=== Prompt ===
Return each line from the entries below that contains the word "niche". Uppercase and lowercase letters count as different.

-=-=-

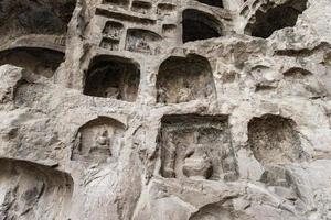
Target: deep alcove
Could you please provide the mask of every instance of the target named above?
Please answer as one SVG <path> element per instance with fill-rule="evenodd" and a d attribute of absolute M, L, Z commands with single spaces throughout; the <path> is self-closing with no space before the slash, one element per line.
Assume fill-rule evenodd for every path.
<path fill-rule="evenodd" d="M 267 38 L 277 30 L 295 26 L 298 16 L 306 9 L 307 0 L 293 0 L 267 11 L 258 10 L 254 22 L 246 26 L 245 32 L 252 36 Z"/>
<path fill-rule="evenodd" d="M 215 92 L 209 61 L 199 55 L 170 57 L 159 69 L 158 102 L 179 103 L 210 98 Z"/>
<path fill-rule="evenodd" d="M 221 23 L 213 15 L 193 9 L 183 11 L 183 43 L 221 35 Z"/>
<path fill-rule="evenodd" d="M 84 94 L 135 101 L 139 80 L 139 66 L 131 61 L 115 56 L 97 56 L 92 61 L 87 72 Z"/>
<path fill-rule="evenodd" d="M 0 65 L 11 64 L 47 78 L 63 61 L 62 52 L 45 48 L 20 47 L 0 52 Z"/>

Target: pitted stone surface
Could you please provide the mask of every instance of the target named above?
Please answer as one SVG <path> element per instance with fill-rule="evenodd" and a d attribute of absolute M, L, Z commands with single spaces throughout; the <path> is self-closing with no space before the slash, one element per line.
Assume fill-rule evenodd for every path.
<path fill-rule="evenodd" d="M 0 219 L 331 219 L 330 0 L 0 18 Z"/>

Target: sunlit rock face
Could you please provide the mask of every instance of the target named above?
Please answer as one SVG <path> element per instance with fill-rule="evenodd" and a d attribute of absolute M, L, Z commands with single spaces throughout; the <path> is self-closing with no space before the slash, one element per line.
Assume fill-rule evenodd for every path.
<path fill-rule="evenodd" d="M 0 0 L 0 219 L 331 219 L 330 26 L 330 0 Z"/>

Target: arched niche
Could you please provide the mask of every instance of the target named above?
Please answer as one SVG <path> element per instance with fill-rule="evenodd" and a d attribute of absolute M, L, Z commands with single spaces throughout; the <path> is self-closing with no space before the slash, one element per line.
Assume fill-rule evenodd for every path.
<path fill-rule="evenodd" d="M 221 23 L 211 14 L 186 9 L 182 15 L 183 43 L 222 36 Z"/>
<path fill-rule="evenodd" d="M 0 52 L 0 65 L 11 64 L 47 78 L 54 75 L 63 61 L 62 52 L 46 48 L 18 47 Z"/>
<path fill-rule="evenodd" d="M 164 116 L 158 138 L 166 178 L 234 180 L 237 164 L 227 116 Z"/>
<path fill-rule="evenodd" d="M 298 16 L 307 9 L 307 0 L 291 0 L 280 6 L 266 7 L 258 10 L 253 22 L 248 23 L 245 33 L 252 36 L 267 38 L 275 31 L 295 26 Z"/>
<path fill-rule="evenodd" d="M 65 35 L 76 0 L 0 1 L 0 41 L 26 34 Z"/>
<path fill-rule="evenodd" d="M 162 103 L 212 97 L 215 85 L 209 61 L 193 54 L 188 57 L 169 57 L 159 68 L 157 90 L 157 101 Z"/>
<path fill-rule="evenodd" d="M 129 29 L 127 32 L 126 50 L 136 53 L 157 55 L 160 53 L 162 37 L 151 31 Z"/>
<path fill-rule="evenodd" d="M 85 77 L 84 95 L 135 101 L 138 95 L 138 64 L 117 56 L 93 58 Z"/>
<path fill-rule="evenodd" d="M 130 0 L 103 0 L 103 3 L 128 8 L 130 4 Z"/>
<path fill-rule="evenodd" d="M 72 160 L 106 162 L 119 154 L 125 125 L 111 118 L 99 117 L 78 129 Z"/>
<path fill-rule="evenodd" d="M 301 142 L 291 119 L 275 114 L 253 118 L 248 123 L 248 141 L 253 154 L 264 165 L 300 162 Z"/>
<path fill-rule="evenodd" d="M 232 200 L 209 204 L 193 213 L 189 220 L 252 220 L 253 218 L 236 210 Z"/>
<path fill-rule="evenodd" d="M 196 0 L 196 1 L 211 7 L 223 8 L 223 0 Z"/>
<path fill-rule="evenodd" d="M 66 173 L 0 158 L 0 216 L 4 219 L 67 219 L 73 187 Z"/>

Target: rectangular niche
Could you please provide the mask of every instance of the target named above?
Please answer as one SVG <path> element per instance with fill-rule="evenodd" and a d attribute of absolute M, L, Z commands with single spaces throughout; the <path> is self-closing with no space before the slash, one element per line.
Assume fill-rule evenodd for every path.
<path fill-rule="evenodd" d="M 115 21 L 107 21 L 105 28 L 103 30 L 103 35 L 113 38 L 113 40 L 120 40 L 124 32 L 124 25 L 119 22 Z"/>
<path fill-rule="evenodd" d="M 109 51 L 118 51 L 119 50 L 119 40 L 104 37 L 102 40 L 100 47 L 109 50 Z"/>
<path fill-rule="evenodd" d="M 234 180 L 236 161 L 226 116 L 166 116 L 159 133 L 166 178 Z"/>
<path fill-rule="evenodd" d="M 131 10 L 138 13 L 147 14 L 152 9 L 152 4 L 146 1 L 134 1 Z"/>
<path fill-rule="evenodd" d="M 127 32 L 126 50 L 135 53 L 158 55 L 162 37 L 149 30 L 129 29 Z"/>
<path fill-rule="evenodd" d="M 113 6 L 118 6 L 121 8 L 127 8 L 130 3 L 129 0 L 104 0 L 104 4 L 113 4 Z"/>

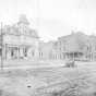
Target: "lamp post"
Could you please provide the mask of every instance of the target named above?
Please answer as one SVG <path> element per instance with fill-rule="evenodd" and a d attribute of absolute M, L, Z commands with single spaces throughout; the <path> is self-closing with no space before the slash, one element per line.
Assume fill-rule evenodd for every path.
<path fill-rule="evenodd" d="M 1 72 L 3 72 L 3 33 L 1 23 Z"/>

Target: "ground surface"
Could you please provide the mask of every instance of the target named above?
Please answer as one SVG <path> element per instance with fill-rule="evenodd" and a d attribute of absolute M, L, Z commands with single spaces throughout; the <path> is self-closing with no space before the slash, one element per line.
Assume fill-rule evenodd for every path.
<path fill-rule="evenodd" d="M 96 96 L 96 63 L 4 70 L 0 96 Z"/>

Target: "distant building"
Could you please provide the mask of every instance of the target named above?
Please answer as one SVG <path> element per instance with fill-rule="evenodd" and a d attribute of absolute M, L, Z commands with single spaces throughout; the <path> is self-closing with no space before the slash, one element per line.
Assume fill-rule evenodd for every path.
<path fill-rule="evenodd" d="M 2 27 L 3 59 L 35 59 L 38 57 L 37 32 L 29 27 L 25 15 L 14 25 Z"/>

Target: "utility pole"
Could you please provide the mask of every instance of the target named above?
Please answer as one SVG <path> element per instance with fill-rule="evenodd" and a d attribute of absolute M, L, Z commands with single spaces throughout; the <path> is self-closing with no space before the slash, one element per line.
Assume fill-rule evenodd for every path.
<path fill-rule="evenodd" d="M 3 32 L 1 23 L 1 72 L 3 72 Z"/>

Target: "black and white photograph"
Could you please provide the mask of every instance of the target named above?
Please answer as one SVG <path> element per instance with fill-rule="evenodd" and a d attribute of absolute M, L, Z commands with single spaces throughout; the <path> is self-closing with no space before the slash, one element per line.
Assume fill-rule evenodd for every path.
<path fill-rule="evenodd" d="M 0 96 L 96 96 L 96 0 L 0 0 Z"/>

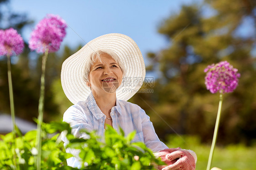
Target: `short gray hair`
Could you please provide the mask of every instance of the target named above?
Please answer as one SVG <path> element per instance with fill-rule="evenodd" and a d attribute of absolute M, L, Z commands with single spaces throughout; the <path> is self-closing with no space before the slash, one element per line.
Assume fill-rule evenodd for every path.
<path fill-rule="evenodd" d="M 90 69 L 91 66 L 92 65 L 93 63 L 95 63 L 97 60 L 98 60 L 100 62 L 102 62 L 100 55 L 102 54 L 107 54 L 112 57 L 113 60 L 116 62 L 118 65 L 119 66 L 121 70 L 122 70 L 122 72 L 123 73 L 123 76 L 125 76 L 125 73 L 126 72 L 125 67 L 124 67 L 124 65 L 121 61 L 121 60 L 119 58 L 118 56 L 114 51 L 110 50 L 101 49 L 92 52 L 89 56 L 88 60 L 85 63 L 84 66 L 82 75 L 83 79 L 85 82 L 89 82 L 88 76 L 89 75 L 89 73 L 90 73 Z"/>

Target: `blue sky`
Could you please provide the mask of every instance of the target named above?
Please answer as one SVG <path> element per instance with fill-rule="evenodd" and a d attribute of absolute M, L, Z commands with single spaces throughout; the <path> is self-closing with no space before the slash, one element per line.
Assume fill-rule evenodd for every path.
<path fill-rule="evenodd" d="M 171 14 L 178 13 L 182 4 L 200 0 L 12 0 L 10 6 L 16 12 L 26 13 L 34 20 L 24 31 L 28 41 L 34 26 L 47 14 L 58 15 L 68 25 L 61 46 L 76 47 L 100 35 L 119 33 L 137 43 L 147 65 L 148 52 L 156 52 L 168 45 L 158 33 L 159 25 Z"/>

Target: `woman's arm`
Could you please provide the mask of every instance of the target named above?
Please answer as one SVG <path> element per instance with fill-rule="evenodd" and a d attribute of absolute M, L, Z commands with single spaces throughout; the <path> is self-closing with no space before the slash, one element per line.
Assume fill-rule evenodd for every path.
<path fill-rule="evenodd" d="M 87 134 L 81 133 L 80 130 L 86 130 L 91 131 L 92 129 L 88 124 L 87 118 L 79 105 L 74 105 L 68 108 L 64 114 L 63 121 L 70 125 L 70 127 L 72 128 L 72 133 L 77 138 L 88 138 Z M 74 156 L 67 159 L 67 165 L 74 168 L 80 168 L 81 165 L 78 156 L 80 151 L 79 150 L 66 148 L 69 141 L 66 137 L 64 132 L 61 133 L 61 140 L 64 142 L 64 145 L 66 152 L 71 153 Z"/>
<path fill-rule="evenodd" d="M 149 116 L 147 115 L 145 111 L 141 108 L 140 115 L 144 142 L 147 147 L 150 148 L 154 152 L 168 148 L 165 144 L 160 141 L 155 133 L 153 124 L 150 121 Z"/>

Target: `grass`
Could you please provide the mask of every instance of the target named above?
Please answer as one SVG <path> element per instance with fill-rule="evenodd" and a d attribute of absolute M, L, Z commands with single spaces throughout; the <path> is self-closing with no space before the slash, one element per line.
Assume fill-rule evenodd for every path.
<path fill-rule="evenodd" d="M 169 137 L 167 145 L 170 148 L 180 147 L 194 150 L 197 155 L 196 170 L 206 170 L 210 145 L 200 143 L 196 136 L 176 135 Z M 184 141 L 184 140 L 185 141 Z M 246 147 L 242 144 L 230 145 L 225 147 L 216 146 L 214 153 L 211 168 L 223 170 L 256 170 L 256 145 Z"/>

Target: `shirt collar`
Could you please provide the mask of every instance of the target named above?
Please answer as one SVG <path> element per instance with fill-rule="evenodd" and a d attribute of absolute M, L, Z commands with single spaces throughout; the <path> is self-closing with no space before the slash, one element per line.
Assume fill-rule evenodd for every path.
<path fill-rule="evenodd" d="M 91 110 L 92 115 L 95 117 L 97 120 L 101 118 L 105 115 L 104 113 L 101 111 L 99 106 L 97 105 L 96 103 L 96 101 L 92 95 L 92 93 L 91 92 L 91 94 L 88 96 L 87 100 L 86 100 L 86 103 L 88 106 L 88 108 Z"/>
<path fill-rule="evenodd" d="M 94 99 L 94 97 L 92 95 L 92 93 L 91 92 L 91 94 L 88 96 L 87 100 L 86 100 L 86 103 L 88 106 L 88 108 L 91 110 L 94 117 L 97 120 L 101 118 L 102 117 L 104 116 L 105 115 L 104 113 L 101 111 L 99 106 L 97 105 L 96 103 L 96 101 Z M 116 105 L 113 107 L 113 108 L 116 108 L 118 113 L 122 115 L 121 108 L 120 105 L 123 105 L 122 102 L 117 99 Z"/>

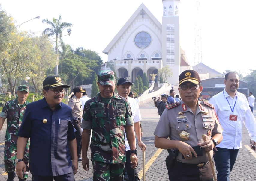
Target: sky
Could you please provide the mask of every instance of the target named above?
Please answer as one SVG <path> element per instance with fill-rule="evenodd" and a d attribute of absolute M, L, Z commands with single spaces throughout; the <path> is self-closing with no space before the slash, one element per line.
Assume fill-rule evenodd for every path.
<path fill-rule="evenodd" d="M 245 76 L 251 72 L 250 69 L 256 70 L 256 1 L 180 1 L 180 45 L 191 65 L 195 63 L 197 25 L 203 63 L 221 73 L 231 70 Z M 17 26 L 40 16 L 20 27 L 20 31 L 31 31 L 39 36 L 49 27 L 42 23 L 43 19 L 52 21 L 61 15 L 62 22 L 73 25 L 70 36 L 63 37 L 65 43 L 75 49 L 82 47 L 95 51 L 104 62 L 107 60 L 107 56 L 102 51 L 142 3 L 161 24 L 161 0 L 0 0 L 2 9 L 13 17 Z"/>

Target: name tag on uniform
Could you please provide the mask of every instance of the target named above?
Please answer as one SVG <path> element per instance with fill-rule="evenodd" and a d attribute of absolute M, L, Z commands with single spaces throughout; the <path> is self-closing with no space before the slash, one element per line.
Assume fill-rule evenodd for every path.
<path fill-rule="evenodd" d="M 188 120 L 187 119 L 181 119 L 180 120 L 178 120 L 178 123 L 187 123 L 188 122 Z"/>
<path fill-rule="evenodd" d="M 236 115 L 233 115 L 230 114 L 229 116 L 229 120 L 230 121 L 237 121 L 237 116 Z"/>
<path fill-rule="evenodd" d="M 212 122 L 213 121 L 212 117 L 210 115 L 202 115 L 202 118 L 203 122 Z"/>

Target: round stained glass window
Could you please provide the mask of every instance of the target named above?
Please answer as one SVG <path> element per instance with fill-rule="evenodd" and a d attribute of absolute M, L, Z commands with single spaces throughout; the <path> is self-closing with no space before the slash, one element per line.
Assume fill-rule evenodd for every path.
<path fill-rule="evenodd" d="M 134 42 L 136 45 L 140 48 L 146 48 L 151 42 L 151 38 L 148 33 L 144 31 L 140 32 L 135 36 Z"/>

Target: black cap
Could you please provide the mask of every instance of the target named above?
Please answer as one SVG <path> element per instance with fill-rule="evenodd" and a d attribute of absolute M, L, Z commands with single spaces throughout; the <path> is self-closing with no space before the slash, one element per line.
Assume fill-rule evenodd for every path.
<path fill-rule="evenodd" d="M 118 81 L 117 81 L 117 85 L 118 86 L 122 85 L 126 82 L 129 83 L 131 86 L 132 86 L 133 85 L 128 77 L 123 77 L 118 79 Z"/>
<path fill-rule="evenodd" d="M 62 86 L 68 88 L 70 87 L 62 83 L 61 78 L 59 75 L 53 75 L 47 77 L 43 82 L 43 88 L 46 90 L 49 88 Z"/>
<path fill-rule="evenodd" d="M 180 86 L 187 81 L 197 85 L 201 83 L 201 79 L 196 71 L 193 70 L 187 70 L 182 72 L 179 75 L 179 85 Z"/>

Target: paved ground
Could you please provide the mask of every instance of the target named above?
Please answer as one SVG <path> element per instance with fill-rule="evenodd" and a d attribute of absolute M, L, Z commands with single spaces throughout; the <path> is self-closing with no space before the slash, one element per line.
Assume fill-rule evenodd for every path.
<path fill-rule="evenodd" d="M 142 140 L 146 144 L 147 149 L 145 152 L 145 180 L 147 181 L 168 181 L 169 178 L 165 166 L 165 159 L 167 155 L 166 150 L 158 149 L 154 144 L 155 136 L 153 133 L 158 120 L 159 116 L 158 115 L 156 107 L 140 107 L 142 117 L 143 135 Z M 254 107 L 254 116 L 256 117 L 256 107 Z M 3 127 L 2 131 L 0 132 L 0 143 L 3 143 L 6 124 Z M 241 180 L 256 180 L 256 175 L 254 173 L 255 162 L 256 162 L 256 153 L 251 151 L 249 146 L 250 138 L 247 130 L 244 127 L 243 147 L 240 149 L 239 154 L 233 170 L 231 172 L 230 180 L 235 181 Z M 7 174 L 4 169 L 4 147 L 3 144 L 0 145 L 0 181 L 6 180 Z M 89 153 L 90 155 L 90 153 Z M 142 177 L 142 152 L 138 151 L 139 159 L 139 175 Z M 38 158 L 38 164 L 40 164 Z M 77 181 L 91 181 L 93 180 L 91 163 L 90 169 L 88 172 L 84 171 L 81 163 L 78 163 L 78 170 L 75 175 Z M 60 169 L 61 169 L 60 168 Z M 31 177 L 31 174 L 29 176 Z M 17 177 L 14 180 L 18 181 Z M 32 180 L 31 177 L 28 180 Z M 141 179 L 142 180 L 142 179 Z"/>

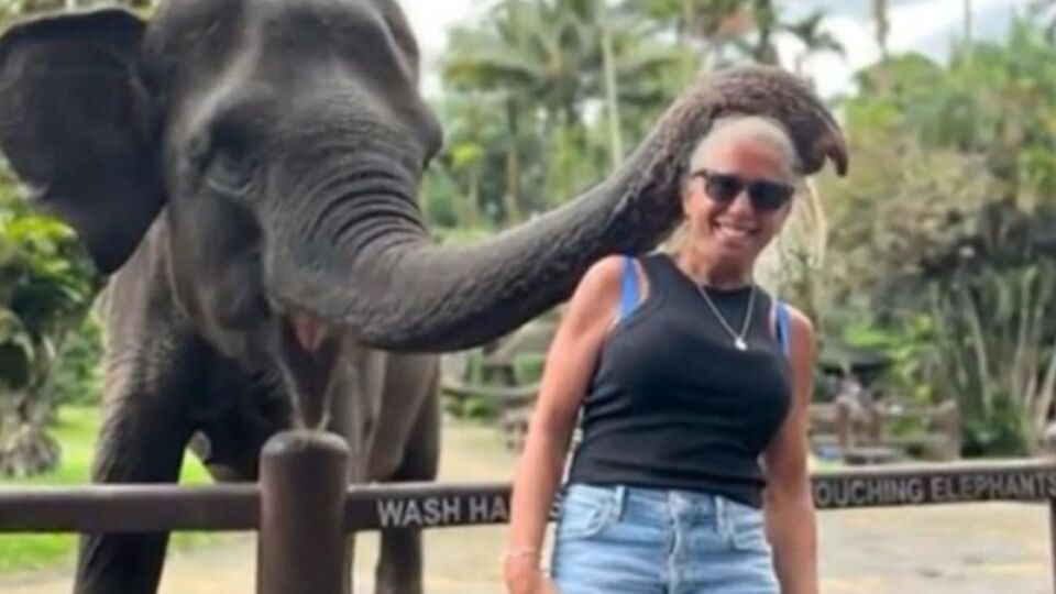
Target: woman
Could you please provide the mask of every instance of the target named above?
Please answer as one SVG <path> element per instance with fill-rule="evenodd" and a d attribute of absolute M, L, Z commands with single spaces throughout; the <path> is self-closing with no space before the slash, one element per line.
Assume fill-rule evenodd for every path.
<path fill-rule="evenodd" d="M 754 276 L 799 170 L 780 123 L 717 122 L 691 157 L 674 252 L 609 256 L 583 276 L 514 481 L 508 592 L 818 592 L 814 330 Z M 581 405 L 551 582 L 541 543 Z"/>

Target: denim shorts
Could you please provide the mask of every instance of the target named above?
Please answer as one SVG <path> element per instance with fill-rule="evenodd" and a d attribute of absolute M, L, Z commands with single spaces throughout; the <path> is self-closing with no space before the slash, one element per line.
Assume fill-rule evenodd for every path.
<path fill-rule="evenodd" d="M 762 512 L 684 491 L 565 487 L 551 578 L 561 594 L 779 594 Z"/>

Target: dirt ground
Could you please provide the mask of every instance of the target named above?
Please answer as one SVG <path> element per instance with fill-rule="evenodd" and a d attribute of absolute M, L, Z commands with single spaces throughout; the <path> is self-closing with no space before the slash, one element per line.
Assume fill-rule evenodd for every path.
<path fill-rule="evenodd" d="M 506 481 L 513 458 L 494 429 L 452 426 L 444 481 Z M 1042 594 L 1053 592 L 1048 518 L 1042 505 L 983 504 L 820 515 L 825 594 Z M 428 594 L 498 594 L 503 527 L 431 530 Z M 251 594 L 255 540 L 172 553 L 161 594 Z M 358 541 L 356 586 L 371 593 L 376 539 Z M 0 578 L 4 594 L 68 594 L 68 568 Z"/>

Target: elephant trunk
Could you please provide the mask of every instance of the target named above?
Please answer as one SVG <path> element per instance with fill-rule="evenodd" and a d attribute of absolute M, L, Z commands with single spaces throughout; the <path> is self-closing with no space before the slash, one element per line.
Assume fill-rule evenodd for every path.
<path fill-rule="evenodd" d="M 761 85 L 770 89 L 754 92 Z M 820 169 L 826 156 L 846 169 L 838 128 L 799 80 L 765 68 L 714 75 L 669 110 L 619 170 L 564 207 L 474 245 L 438 246 L 413 200 L 375 191 L 355 199 L 353 220 L 312 235 L 342 248 L 301 250 L 308 257 L 273 276 L 276 293 L 375 348 L 438 352 L 497 338 L 565 299 L 597 258 L 656 246 L 681 218 L 689 153 L 725 112 L 774 117 L 806 169 Z"/>

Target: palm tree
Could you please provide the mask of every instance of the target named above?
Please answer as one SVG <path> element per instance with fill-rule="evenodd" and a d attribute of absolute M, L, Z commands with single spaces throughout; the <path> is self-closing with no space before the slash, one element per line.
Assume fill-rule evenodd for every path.
<path fill-rule="evenodd" d="M 443 75 L 455 88 L 505 97 L 510 139 L 527 124 L 550 142 L 551 156 L 558 155 L 547 162 L 550 189 L 570 195 L 598 173 L 588 156 L 585 106 L 601 100 L 607 107 L 608 153 L 620 158 L 619 102 L 634 98 L 637 77 L 674 59 L 645 31 L 603 0 L 507 1 L 482 28 L 452 35 Z M 513 200 L 519 177 L 513 142 L 508 164 Z"/>
<path fill-rule="evenodd" d="M 781 29 L 795 36 L 804 45 L 804 51 L 795 57 L 795 72 L 803 74 L 803 65 L 809 57 L 822 52 L 832 52 L 844 56 L 846 48 L 829 32 L 822 30 L 825 12 L 814 11 L 802 21 L 783 25 Z"/>

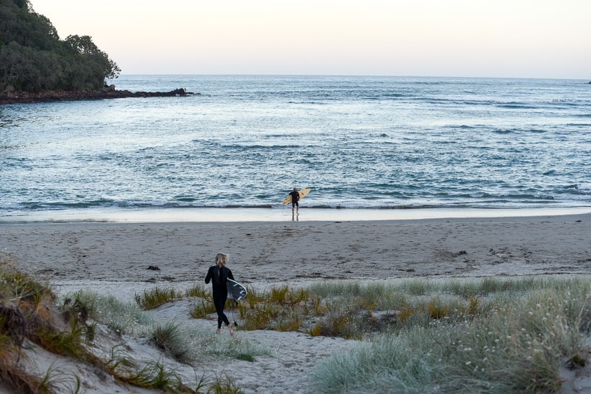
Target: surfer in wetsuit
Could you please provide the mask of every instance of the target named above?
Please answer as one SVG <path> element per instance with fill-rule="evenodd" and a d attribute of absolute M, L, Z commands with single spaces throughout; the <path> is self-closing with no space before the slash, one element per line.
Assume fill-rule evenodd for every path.
<path fill-rule="evenodd" d="M 296 208 L 296 212 L 300 215 L 300 192 L 294 187 L 289 195 L 291 196 L 291 213 L 293 213 L 293 208 L 298 207 Z"/>
<path fill-rule="evenodd" d="M 215 312 L 218 313 L 218 334 L 222 329 L 222 322 L 224 322 L 230 330 L 230 334 L 234 335 L 232 323 L 230 322 L 227 316 L 224 313 L 224 306 L 228 297 L 226 282 L 228 278 L 234 280 L 232 271 L 226 266 L 227 262 L 227 254 L 224 253 L 215 254 L 215 265 L 209 267 L 207 276 L 205 277 L 205 283 L 208 284 L 211 281 L 213 305 L 215 306 Z"/>

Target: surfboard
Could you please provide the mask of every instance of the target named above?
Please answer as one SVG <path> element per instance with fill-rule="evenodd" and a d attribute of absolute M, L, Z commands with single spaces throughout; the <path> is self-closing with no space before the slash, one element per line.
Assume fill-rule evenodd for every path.
<path fill-rule="evenodd" d="M 228 298 L 235 301 L 240 301 L 246 297 L 246 287 L 237 282 L 228 278 L 226 282 L 226 287 L 228 289 Z"/>
<path fill-rule="evenodd" d="M 300 193 L 300 200 L 305 197 L 308 195 L 310 192 L 311 189 L 303 189 L 302 190 L 299 191 L 298 193 Z M 287 204 L 291 203 L 291 196 L 288 196 L 286 197 L 285 200 L 283 201 L 283 205 L 286 205 Z"/>

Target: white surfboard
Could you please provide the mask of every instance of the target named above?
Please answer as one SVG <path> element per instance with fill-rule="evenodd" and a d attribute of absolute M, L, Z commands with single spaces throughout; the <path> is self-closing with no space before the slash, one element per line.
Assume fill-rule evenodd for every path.
<path fill-rule="evenodd" d="M 240 301 L 246 297 L 246 287 L 237 282 L 228 278 L 226 282 L 228 289 L 228 298 L 234 301 Z"/>

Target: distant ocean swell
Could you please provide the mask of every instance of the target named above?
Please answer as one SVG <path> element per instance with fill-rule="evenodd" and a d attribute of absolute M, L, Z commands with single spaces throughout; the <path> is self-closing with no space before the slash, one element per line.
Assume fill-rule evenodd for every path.
<path fill-rule="evenodd" d="M 580 81 L 124 76 L 201 95 L 0 107 L 0 215 L 591 206 Z"/>

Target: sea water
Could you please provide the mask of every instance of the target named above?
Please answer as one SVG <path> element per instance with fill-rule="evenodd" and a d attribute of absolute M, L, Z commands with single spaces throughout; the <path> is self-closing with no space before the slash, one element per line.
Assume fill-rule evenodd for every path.
<path fill-rule="evenodd" d="M 303 212 L 336 217 L 591 207 L 584 81 L 123 75 L 111 82 L 199 94 L 0 106 L 0 220 L 99 212 L 115 220 L 196 212 L 272 219 L 291 215 L 281 202 L 294 186 L 312 190 Z"/>

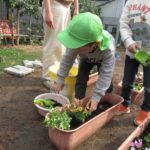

-=-=-

=== Solution for this task ===
Target: arched niche
Target: rectangular niche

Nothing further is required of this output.